Education

Teacher for love, hair dresser for money: Dealing with low pay in Venezuela

By Carlos Seijas Meneses

Caracas, Jan 24 (EFE).- In the classroom, Lourdes Villarreal, a 56-year-old Venezuelan professor, teaches Performing Arts and Spanish. At home, she cuts, dries, straightens and tints hair, along with baking cakes, all to augment her scanty income as a teacher, a problem that has sparked many protests by the teachers’ union in recent weeks.

On a table in her home in a residential neighborhood in Caracas, Villarreal has a book, a notebook and notes about her students and some of her teaching materials. To the side, there is a hair dryer, an iron, a plastic container in which to prepare hair dye and a brush, along with other things that she uses when she puts down her blackboard chalk and puts on her hair dresser hat.

“I earn my money in this way,” she told EFE, adding that her customers pay $5 for having her dry their hair and up to $30 for receiving a full hair treatment.

┄┄┄┄┄┄

▸ EXERCISE 1:
In the article on the Venezuelan teacher, what do customers pay Lourdes Villarreal to have their hair dried?
▸ EXERCISE 2:
Please carry on the article on the Venezuelan teacher from the point where it stops.
The rows that follow are not needed for either task.

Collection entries

┄┄┄┄┄┄

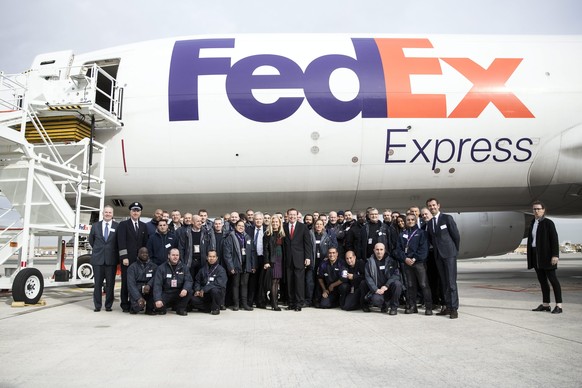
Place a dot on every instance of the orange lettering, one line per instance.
(400, 100)
(488, 87)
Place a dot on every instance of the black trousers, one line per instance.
(350, 299)
(240, 289)
(545, 275)
(332, 299)
(107, 273)
(391, 296)
(448, 273)
(295, 286)
(149, 298)
(173, 299)
(211, 300)
(124, 292)
(416, 277)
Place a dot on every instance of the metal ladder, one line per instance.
(53, 186)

┄┄┄┄┄┄

▸ RESPONSE AREA 1:
$5

▸ RESPONSE AREA 2:
Many pastry cooks, taxi drivers, waiters and, in Villarreal’s case, hair dressers in Venezuela these days are, first and foremost, teachers or professors. This is the reality among educators in the South American country due to the low pay teachers receive, a situation that forces many to work at other activities, get out of teaching altogether or emigrate, and this has affected the quality of education, with the International Day of Education being celebrated on Tuesday.

From December to January – a period during which the dollar got precipitously stronger – Villarreal’s biweekly teaching salary fell from $18.58 to $14.74 at the prevailing exchange rates, but her family of three needs about $80 per week just to feed themselves, according to her calculations.

She opened her refrigerator, which was practically empty, and said that in the early 2000s she had it “full of chicken, meat, whatever we wanted,” but now it just contains “water and light,” except for a tray of protein items.

According to a 2022 survey conducted by the Network of Scholastic Observers with the Con La Escuela organization, in which 329 educators in six Venezuelan states participated, 49.54 percent of them have a second source of income or another salaried job, meaning that “this has become a daily and necessary practice for teachers.”

In addition, 45.4 percent of those surveyed said that their additional work has no relation to teaching.

Belkis Bolivar, the national director of the Venezuelan Teachers Federation (FVM), told EFE that given “this whole debacle in the educational system, teachers have gotten into other positions that produce better income for them.”

Villarreal recalled that in 2004 when she started working she earned enough to fill the freezer and the cupboards, to buy other basic products and to pay the bank back for the loans she took out to travel in the interior of Venezuela, as well as to Cuba, Panama and Costa Rica.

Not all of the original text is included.